#### Page extract
=====
From Calcutta to Silicon Valley, by way of Singapore, Manila, and the boardroom

Bindra's career spans nearly every intersection where identity, money, and technology collide. He trained as a Chartered Accountant in India - a credential that requires both technical rigor and commercial judgment - then went further. An MBA from MIT Sloan gave him the global framework. What followed was a series of leadership roles at companies that define how money moves.

Citi GE Capital India Mastercard APAC Visa Global Products Pine Labs FIS Nuvei Trulioo
  • Early

    Senior leadership at Citi, then President & CEO of GE Commercial Finance India at GE Capital - learning the financial infrastructure of the world's largest emerging market.

  • APAC

    APAC President at Mastercard, then Global Head of Products & Solutions at Visa in San Francisco - operating at the center of global payment network strategy.

  • 2016

    Joins Pine Labs board as non-executive director. The Sequoia-backed point-of-sale fintech is growing fast across South and Southeast Asia.

  • 2018

    Elevated from board to CEO of Pine Labs. Leads the company through a period of significant expansion across India and Southeast Asia.

  • 2020

    Returns to San Francisco in March 2020. Joins FIS in June as Chief Product Officer and Group President, responsible for the strategic product function of one of the world's largest fintech companies.

  • Nov 2022

    Joins Nuvei as Chief Operating Officer and Chief Product Officer, driving growth and strategic partnerships for the global payment technology provider.

  • Apr 2025

    Appointed CEO of Trulioo on April 1, 2025, succeeding founding CEO Steve Munford. Launches immediate focus on AI identity infrastructure and agentic commerce verification.

Education

The accountant who ended up building the internet's ID system

Bindra's foundation is unusual for a Silicon Valley CEO. He's a qualified Chartered Accountant - a designation from India's ICAI that requires years of rigorous training in accounting, auditing, tax, and commercial law. That grounding in financial systems - how money is accounted for, where risk lives, how compliance actually works - shows up consistently in how he talks about identity verification.

Undergraduate
St. Xavier's College
BA in Finance and Accounting
MBA
MIT Sloan School of Management
Graduate business education at one of the world's leading management institutions
Professional Certification
ICAI
Member, Institute of Chartered Accountants of India
Self-Described
"Student of Web3"
Continues exploring frontier technologies, particularly blockchain and decentralized identity
Thinking

Trust, data, and the machines that now move faster than markets

Ask Bindra what leadership looks like in 2025 and he doesn't list management frameworks. He talks about the three dimensions of AI: machine learning (optimizing what exists), autonomous agents (acting independently), and generative AI (creating what doesn't exist). CEOs who conflate these, he argues, will make the wrong bets.
=====
#### The data
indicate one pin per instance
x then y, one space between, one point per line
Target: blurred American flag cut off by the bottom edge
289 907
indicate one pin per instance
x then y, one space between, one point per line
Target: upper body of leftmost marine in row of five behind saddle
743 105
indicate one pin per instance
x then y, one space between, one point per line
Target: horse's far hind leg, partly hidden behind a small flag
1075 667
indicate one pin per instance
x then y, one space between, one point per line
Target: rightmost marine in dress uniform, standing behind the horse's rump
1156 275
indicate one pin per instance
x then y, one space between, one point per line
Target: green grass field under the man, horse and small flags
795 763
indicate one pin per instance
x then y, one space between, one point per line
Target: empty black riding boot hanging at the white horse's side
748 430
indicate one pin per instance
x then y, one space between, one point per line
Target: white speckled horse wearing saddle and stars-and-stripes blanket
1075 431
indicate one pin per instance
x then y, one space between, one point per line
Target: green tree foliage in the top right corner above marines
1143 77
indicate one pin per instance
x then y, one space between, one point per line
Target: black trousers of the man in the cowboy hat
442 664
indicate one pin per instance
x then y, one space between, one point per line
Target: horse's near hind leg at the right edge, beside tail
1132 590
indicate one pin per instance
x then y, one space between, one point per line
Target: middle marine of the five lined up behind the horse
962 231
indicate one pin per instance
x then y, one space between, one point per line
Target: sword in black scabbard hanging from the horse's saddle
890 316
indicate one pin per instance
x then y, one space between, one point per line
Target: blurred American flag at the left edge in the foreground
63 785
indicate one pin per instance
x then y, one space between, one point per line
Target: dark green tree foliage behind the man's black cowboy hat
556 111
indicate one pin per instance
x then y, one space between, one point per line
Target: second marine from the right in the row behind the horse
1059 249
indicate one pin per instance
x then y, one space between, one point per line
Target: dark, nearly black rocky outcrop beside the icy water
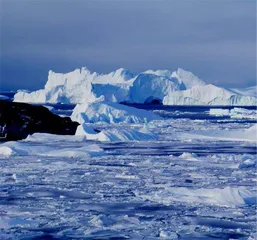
18 120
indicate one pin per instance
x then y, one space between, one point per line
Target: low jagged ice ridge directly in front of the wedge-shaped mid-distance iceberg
116 134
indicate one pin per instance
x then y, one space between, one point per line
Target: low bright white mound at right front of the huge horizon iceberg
208 95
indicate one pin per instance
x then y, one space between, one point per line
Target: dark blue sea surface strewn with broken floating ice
175 188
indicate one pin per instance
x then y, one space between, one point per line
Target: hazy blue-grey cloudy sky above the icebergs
216 40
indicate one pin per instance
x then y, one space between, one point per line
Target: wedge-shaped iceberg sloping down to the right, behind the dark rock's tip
111 113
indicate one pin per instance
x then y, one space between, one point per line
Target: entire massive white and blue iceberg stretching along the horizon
163 86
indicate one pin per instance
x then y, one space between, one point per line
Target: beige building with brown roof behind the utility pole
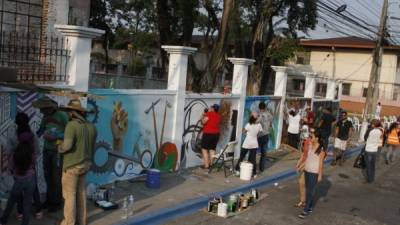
350 60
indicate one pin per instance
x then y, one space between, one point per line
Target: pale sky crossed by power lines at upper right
365 12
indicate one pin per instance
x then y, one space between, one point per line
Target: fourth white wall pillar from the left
280 91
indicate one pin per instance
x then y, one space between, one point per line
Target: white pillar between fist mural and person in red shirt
177 73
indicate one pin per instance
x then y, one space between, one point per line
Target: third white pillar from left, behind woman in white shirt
239 83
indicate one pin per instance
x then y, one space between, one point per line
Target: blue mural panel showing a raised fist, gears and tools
131 136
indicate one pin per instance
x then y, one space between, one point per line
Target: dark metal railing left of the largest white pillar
36 58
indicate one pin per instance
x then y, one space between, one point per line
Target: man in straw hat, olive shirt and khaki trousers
77 148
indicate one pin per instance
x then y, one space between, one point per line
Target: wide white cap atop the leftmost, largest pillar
78 31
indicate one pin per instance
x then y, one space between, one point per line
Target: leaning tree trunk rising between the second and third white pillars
217 59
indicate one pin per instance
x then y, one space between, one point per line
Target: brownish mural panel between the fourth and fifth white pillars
299 105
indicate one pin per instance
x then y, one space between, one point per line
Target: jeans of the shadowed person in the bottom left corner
22 187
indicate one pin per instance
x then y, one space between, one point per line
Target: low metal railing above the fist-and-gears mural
102 80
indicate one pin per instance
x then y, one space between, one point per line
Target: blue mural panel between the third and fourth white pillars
272 106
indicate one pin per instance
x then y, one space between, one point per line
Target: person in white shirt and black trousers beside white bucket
250 143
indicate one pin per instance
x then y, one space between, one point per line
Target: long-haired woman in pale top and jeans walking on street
313 168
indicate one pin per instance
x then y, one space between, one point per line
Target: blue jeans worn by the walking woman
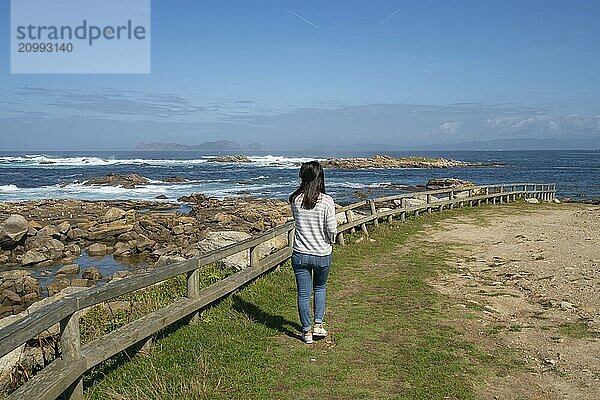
311 273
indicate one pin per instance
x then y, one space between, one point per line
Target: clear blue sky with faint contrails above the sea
286 73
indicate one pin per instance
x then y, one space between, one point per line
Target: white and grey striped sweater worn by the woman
315 229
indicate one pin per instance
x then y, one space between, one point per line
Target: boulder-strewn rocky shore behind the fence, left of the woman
55 233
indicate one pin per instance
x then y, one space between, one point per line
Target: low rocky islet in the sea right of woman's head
392 162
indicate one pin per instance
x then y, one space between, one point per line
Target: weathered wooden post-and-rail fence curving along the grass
64 376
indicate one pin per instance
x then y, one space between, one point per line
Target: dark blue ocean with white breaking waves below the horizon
56 175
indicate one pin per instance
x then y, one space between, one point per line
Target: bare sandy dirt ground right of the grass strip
528 282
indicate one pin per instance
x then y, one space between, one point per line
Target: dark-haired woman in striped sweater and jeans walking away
316 228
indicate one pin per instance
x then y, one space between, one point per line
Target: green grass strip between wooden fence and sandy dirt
388 340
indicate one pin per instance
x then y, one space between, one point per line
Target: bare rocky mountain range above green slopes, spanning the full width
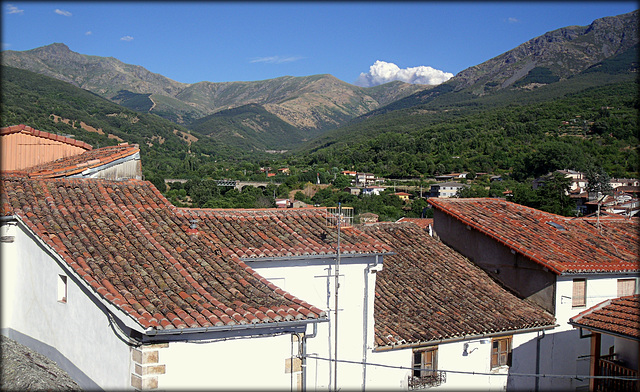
286 112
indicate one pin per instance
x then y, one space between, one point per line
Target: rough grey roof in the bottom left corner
26 370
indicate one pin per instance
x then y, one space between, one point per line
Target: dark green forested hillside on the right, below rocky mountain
598 124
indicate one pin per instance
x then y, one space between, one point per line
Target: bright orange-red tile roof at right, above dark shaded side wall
564 245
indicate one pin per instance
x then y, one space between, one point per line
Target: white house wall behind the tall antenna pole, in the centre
312 280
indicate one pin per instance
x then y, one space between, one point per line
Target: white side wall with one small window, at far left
76 334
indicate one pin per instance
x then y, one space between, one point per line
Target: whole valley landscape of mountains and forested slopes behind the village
509 117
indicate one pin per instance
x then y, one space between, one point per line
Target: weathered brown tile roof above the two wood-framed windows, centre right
428 292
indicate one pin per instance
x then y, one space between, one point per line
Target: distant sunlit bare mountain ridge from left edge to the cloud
313 102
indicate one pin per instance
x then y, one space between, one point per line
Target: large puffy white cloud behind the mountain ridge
382 72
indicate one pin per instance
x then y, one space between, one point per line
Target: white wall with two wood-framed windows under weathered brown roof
451 359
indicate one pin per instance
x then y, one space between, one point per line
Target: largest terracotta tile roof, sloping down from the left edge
134 249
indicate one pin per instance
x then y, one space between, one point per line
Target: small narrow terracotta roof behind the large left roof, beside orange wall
70 166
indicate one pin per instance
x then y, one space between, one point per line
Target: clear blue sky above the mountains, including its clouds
247 41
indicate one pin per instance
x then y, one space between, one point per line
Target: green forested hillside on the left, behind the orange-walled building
36 100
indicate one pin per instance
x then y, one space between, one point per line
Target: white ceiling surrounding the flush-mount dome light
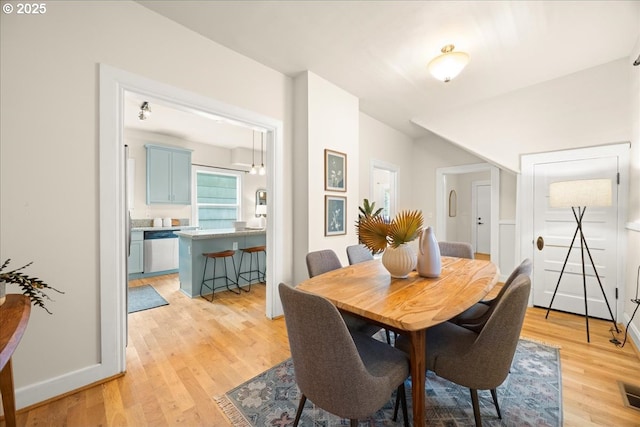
378 50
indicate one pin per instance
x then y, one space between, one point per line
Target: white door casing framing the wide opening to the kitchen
113 219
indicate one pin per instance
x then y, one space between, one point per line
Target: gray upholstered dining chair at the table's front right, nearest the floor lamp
480 361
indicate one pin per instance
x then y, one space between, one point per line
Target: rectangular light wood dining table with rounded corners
408 306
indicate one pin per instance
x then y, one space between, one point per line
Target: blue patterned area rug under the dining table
530 396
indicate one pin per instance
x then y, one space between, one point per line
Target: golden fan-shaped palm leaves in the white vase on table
377 232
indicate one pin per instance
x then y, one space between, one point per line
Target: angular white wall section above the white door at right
583 109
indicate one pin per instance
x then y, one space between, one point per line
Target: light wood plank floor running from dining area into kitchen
181 355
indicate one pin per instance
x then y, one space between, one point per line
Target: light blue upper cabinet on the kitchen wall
168 175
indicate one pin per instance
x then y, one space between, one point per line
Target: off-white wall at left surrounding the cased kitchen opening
49 187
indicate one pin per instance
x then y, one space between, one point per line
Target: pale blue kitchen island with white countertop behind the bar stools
194 243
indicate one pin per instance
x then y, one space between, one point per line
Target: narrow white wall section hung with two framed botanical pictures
331 123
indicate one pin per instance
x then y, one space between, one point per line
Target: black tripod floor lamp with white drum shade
578 195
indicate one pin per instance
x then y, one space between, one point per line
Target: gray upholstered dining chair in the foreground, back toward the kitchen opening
350 375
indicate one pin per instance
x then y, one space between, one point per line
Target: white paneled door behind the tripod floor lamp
553 231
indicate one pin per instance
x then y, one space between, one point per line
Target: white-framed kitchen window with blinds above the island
217 199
=====
#### Exercises
1. Answer these questions from the career profile:
(a) On what date was Bindra appointed CEO of Trulioo, and whom did he succeed?
(b) At which college did he earn his undergraduate degree?
(c) What are the three dimensions of AI he talks about?
2. Please transcribe the career profile from "Returns to San" to "payment technology provider.".

#### Answer section
1.
(a) April 1, 2025, succeeding founding CEO Steve Munford.
(b) St. Xavier's College (BA in Finance and Accounting).
(c) Machine learning, autonomous agents, and generative AI.

2.
Returns to San Francisco in March 2020. Joins FIS in June as Chief Product Officer and Group President, responsible for the strategic product function of one of the world's largest fintech companies.

  • Nov 2022

    Joins Nuvei as Chief Operating Officer and Chief Product Officer, driving growth and strategic partnerships for the global payment technology provider.